● **Your assignment**
Reproduce the data below exactly as written. Pictures do not belong in the copy.

● **Exercise input**
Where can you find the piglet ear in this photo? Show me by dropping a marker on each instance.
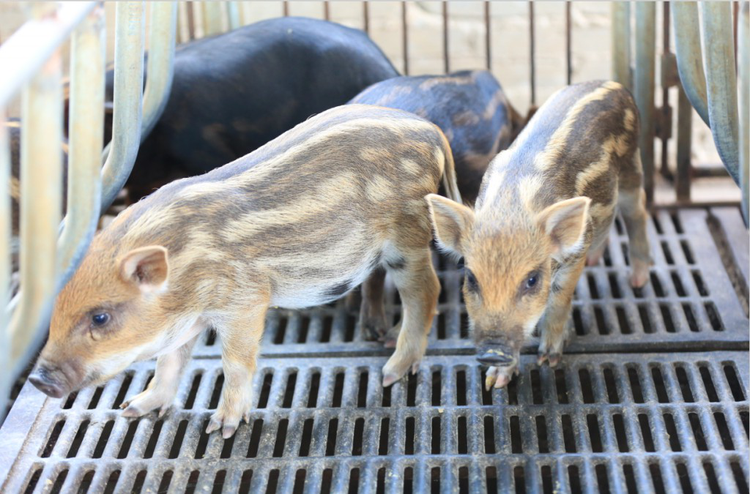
(565, 223)
(452, 222)
(146, 267)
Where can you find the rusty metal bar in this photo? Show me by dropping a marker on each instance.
(568, 44)
(645, 66)
(213, 18)
(162, 39)
(446, 54)
(128, 93)
(532, 58)
(621, 43)
(88, 58)
(41, 201)
(366, 16)
(684, 144)
(488, 35)
(5, 263)
(743, 66)
(405, 38)
(721, 81)
(36, 41)
(689, 55)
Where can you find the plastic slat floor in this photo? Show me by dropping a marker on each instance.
(651, 396)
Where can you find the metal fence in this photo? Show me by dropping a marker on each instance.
(49, 253)
(51, 249)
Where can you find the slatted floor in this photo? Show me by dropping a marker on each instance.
(652, 396)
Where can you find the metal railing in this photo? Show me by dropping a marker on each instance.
(51, 250)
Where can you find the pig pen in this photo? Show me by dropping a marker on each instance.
(651, 395)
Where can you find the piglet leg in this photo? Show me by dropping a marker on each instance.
(554, 322)
(240, 341)
(419, 287)
(160, 393)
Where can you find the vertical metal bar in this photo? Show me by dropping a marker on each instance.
(743, 66)
(687, 44)
(721, 82)
(532, 58)
(162, 37)
(41, 201)
(684, 143)
(88, 59)
(568, 44)
(212, 18)
(128, 94)
(405, 38)
(366, 16)
(488, 35)
(621, 43)
(5, 269)
(645, 66)
(446, 55)
(233, 14)
(664, 138)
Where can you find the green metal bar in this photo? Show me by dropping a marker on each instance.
(721, 81)
(621, 43)
(689, 55)
(128, 94)
(645, 85)
(88, 59)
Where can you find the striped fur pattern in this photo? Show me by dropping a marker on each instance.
(299, 222)
(545, 206)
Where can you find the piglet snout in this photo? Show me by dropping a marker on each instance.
(46, 384)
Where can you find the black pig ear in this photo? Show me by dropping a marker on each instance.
(451, 221)
(147, 267)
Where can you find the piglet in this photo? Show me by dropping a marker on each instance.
(297, 223)
(546, 206)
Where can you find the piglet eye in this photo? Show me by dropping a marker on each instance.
(471, 282)
(532, 280)
(100, 319)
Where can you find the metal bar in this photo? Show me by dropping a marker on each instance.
(446, 55)
(33, 43)
(366, 16)
(645, 66)
(5, 264)
(721, 82)
(162, 37)
(621, 43)
(41, 201)
(88, 58)
(684, 143)
(568, 44)
(213, 18)
(532, 58)
(689, 55)
(488, 35)
(743, 65)
(405, 38)
(233, 15)
(664, 138)
(128, 92)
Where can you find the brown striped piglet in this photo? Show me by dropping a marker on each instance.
(472, 110)
(545, 207)
(297, 223)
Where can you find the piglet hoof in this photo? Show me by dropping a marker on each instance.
(639, 274)
(223, 421)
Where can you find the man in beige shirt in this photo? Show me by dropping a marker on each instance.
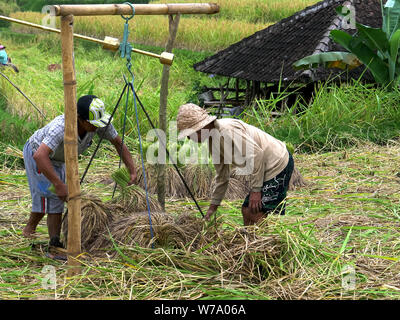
(235, 144)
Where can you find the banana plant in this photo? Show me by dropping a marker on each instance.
(376, 48)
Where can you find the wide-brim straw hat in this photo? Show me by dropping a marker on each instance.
(192, 118)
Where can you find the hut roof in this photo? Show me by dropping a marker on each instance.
(268, 55)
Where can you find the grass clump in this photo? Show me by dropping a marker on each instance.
(338, 117)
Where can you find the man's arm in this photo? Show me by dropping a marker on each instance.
(126, 158)
(45, 166)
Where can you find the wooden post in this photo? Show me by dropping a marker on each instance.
(173, 29)
(71, 144)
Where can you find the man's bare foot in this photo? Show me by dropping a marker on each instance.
(30, 228)
(28, 232)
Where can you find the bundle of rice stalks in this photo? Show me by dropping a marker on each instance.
(135, 230)
(199, 178)
(296, 180)
(243, 252)
(96, 216)
(132, 198)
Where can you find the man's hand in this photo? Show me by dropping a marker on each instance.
(62, 191)
(255, 203)
(211, 210)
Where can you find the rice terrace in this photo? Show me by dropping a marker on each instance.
(316, 82)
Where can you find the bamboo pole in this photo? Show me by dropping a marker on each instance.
(71, 145)
(108, 43)
(173, 30)
(140, 9)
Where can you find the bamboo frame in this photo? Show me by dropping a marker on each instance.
(67, 13)
(71, 144)
(108, 43)
(140, 9)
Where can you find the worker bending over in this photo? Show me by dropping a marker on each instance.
(233, 143)
(45, 164)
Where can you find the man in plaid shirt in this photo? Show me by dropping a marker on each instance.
(45, 164)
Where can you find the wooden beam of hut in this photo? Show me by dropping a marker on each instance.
(140, 9)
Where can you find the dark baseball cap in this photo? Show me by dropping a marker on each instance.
(91, 109)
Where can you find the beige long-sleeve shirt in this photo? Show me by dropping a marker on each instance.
(235, 144)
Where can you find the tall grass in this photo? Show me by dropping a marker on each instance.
(98, 71)
(253, 11)
(338, 117)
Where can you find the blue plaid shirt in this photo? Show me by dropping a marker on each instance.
(52, 135)
(3, 57)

● **Expected answer**
Where can you find the piglet ear in this photo? Show me by dropping a marker on each instance.
(565, 223)
(452, 222)
(146, 267)
Where can you find the rusty metal bar in this photo? Show me by dropping a marker on each instance.
(568, 44)
(645, 66)
(213, 18)
(162, 39)
(446, 54)
(128, 93)
(532, 58)
(621, 43)
(88, 58)
(41, 201)
(366, 16)
(684, 144)
(488, 35)
(5, 263)
(743, 66)
(405, 38)
(721, 81)
(36, 41)
(689, 55)
Where can you find the plastic slat floor in this photo? Show me by dropping a marker on each instance.
(651, 396)
Where can you find the metal fence in this photo? Show me by dropping a marker on each instance.
(49, 253)
(51, 249)
Where can you find the slatted floor in this photo? Show me by dropping a marker on each instance.
(652, 396)
Where can you find the metal railing in this photo? Show me by dropping a marker on each instance.
(51, 250)
Where can you find the pig pen in this photo? Show me by dropping a marker on each instance.
(651, 395)
Where can you find the piglet leg in this photo? Show me by dropping a marker on each instance.
(554, 322)
(240, 341)
(419, 287)
(160, 393)
Where can you find the vertical metal bar in this photo? Show me by dropping a marker on each instance.
(743, 66)
(687, 44)
(721, 82)
(532, 58)
(162, 37)
(41, 201)
(684, 143)
(88, 59)
(568, 44)
(212, 18)
(128, 94)
(405, 38)
(366, 16)
(488, 35)
(621, 43)
(5, 269)
(645, 66)
(446, 55)
(233, 14)
(664, 138)
Where can you find the green metal bar in this photo? Show me by dropping a marker on each instance.
(721, 81)
(621, 43)
(689, 55)
(128, 94)
(645, 85)
(88, 59)
Where can you find the striped fur pattern in this photo? Show me by dropping a marker on each instance.
(299, 222)
(545, 206)
Where can you find the piglet snout in this photo? Show me by dropping a marker on each instance.
(46, 384)
Where can you find the black pig ear in this photo? Show me by dropping a marker on each instance.
(451, 221)
(147, 267)
Where can you find the piglet in this photo? Show me by dropping a marker on each instance.
(297, 223)
(546, 206)
Where can you find the piglet eye in this photo? Show me by dropping a marker on each instance.
(471, 282)
(532, 280)
(100, 319)
Where can you find the metal bar in this photo? Show me by dropping a marker on each instance.
(446, 55)
(33, 43)
(366, 16)
(645, 66)
(5, 264)
(721, 82)
(162, 37)
(621, 43)
(41, 201)
(88, 58)
(684, 143)
(568, 44)
(213, 18)
(532, 58)
(689, 55)
(488, 35)
(743, 65)
(405, 38)
(233, 15)
(664, 138)
(128, 92)
Where can you find the brown striped piglet in this photo? Show me by dropping a marker on each instance.
(472, 110)
(545, 207)
(297, 223)
Where can you find the piglet hoof in this photo? Show me by dropping a marker on each instance.
(639, 274)
(223, 421)
Where can you find the man in beige shirt in this photo? Show me by dropping a marker on each instance.
(235, 144)
Where can you find the banana plant in this photo? Show me by dropping a marker on each instance.
(376, 48)
Where can you find the wide-brim straw hat in this photo? Show me by dropping a marker on each instance.
(192, 118)
Where can you find the hut roof in this photo? Show me by dropping a marker on each instance.
(268, 55)
Where can you find the grass clump in this photo? Show me by dropping a marker on each instance.
(338, 117)
Where can you find the man's arm in this photo? Show me by dropping a marker on each instance.
(126, 158)
(45, 166)
Where can you find the wooden post in this photo? Show me by dropping a marker on each instance.
(173, 29)
(71, 144)
Where can you find the man's bare foot in this photo? Show me by dropping a marker on each instance.
(30, 228)
(28, 232)
Where can you find the bundle of rice stalks in this photo? Show me by dropping a marker on each instance.
(135, 230)
(199, 178)
(296, 180)
(243, 252)
(96, 216)
(132, 198)
Where can you find the man's hand in this photo? Show me by dropping a marker on each instance.
(62, 191)
(255, 203)
(211, 210)
Where can you find the rice terrace in this photo? Show me by dropping a marker on each instance.
(316, 82)
Where can you find the bamboo pole in this photo? Show me by dropping a marker on each instance.
(71, 145)
(108, 43)
(173, 30)
(140, 9)
Where can you find the bamboo frame in this photo? Show me by dropping a marker on each instance.
(67, 13)
(71, 144)
(108, 43)
(140, 9)
Where can you find the worker bending over in this photo? Show me by dropping a marker on each instance.
(233, 143)
(45, 164)
Where can you find the man in plaid shirt in this photo? Show me by dropping a marker on each instance.
(45, 164)
Where can you find the wooden beam of hut in this photo? Show me by dropping a marker on each instance.
(140, 9)
Where can you find the dark baseball cap in this photo? Show me by dropping a marker on each instance.
(91, 109)
Where can you find the beige long-sleeve shirt in this photo? Show me by dropping a marker on each instance.
(235, 144)
Where can you find the tall grass in this photo? Show me by dropping a marker on each instance.
(98, 71)
(253, 11)
(338, 117)
Where can you find the blue plaid shirt in this photo? Show me by dropping a marker on each instance.
(52, 135)
(3, 57)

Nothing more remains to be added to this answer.